**Exercise**
When the string "rough" is part of a line below, that line should be copied.

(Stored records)
------
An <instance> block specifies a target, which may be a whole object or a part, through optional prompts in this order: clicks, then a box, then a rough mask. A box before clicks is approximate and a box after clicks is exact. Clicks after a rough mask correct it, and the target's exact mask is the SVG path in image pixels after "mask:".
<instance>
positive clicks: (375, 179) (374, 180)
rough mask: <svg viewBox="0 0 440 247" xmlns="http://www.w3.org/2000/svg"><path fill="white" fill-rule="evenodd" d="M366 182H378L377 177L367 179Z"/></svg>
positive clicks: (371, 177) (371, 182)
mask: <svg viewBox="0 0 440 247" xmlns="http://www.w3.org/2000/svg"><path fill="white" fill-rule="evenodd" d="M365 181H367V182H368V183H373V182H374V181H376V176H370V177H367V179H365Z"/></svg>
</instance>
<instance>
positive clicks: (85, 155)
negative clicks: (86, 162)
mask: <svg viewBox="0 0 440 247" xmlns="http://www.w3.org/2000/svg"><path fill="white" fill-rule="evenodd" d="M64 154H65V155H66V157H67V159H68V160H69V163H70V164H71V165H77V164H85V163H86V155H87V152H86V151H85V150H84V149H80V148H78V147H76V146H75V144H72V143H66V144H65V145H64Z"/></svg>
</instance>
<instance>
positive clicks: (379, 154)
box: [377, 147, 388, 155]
------
**Expected output**
An <instance> block specifies a target, which may be a whole object or a part, through optional prompts in this order: clicks, then a box, then a rough mask. A box before clicks is approximate and a box after clicks is exact. Clicks after a rough mask correct it, and the target's exact mask is the SVG path in image pixels after "mask:".
rough mask: <svg viewBox="0 0 440 247" xmlns="http://www.w3.org/2000/svg"><path fill="white" fill-rule="evenodd" d="M366 182H378L377 177L367 179Z"/></svg>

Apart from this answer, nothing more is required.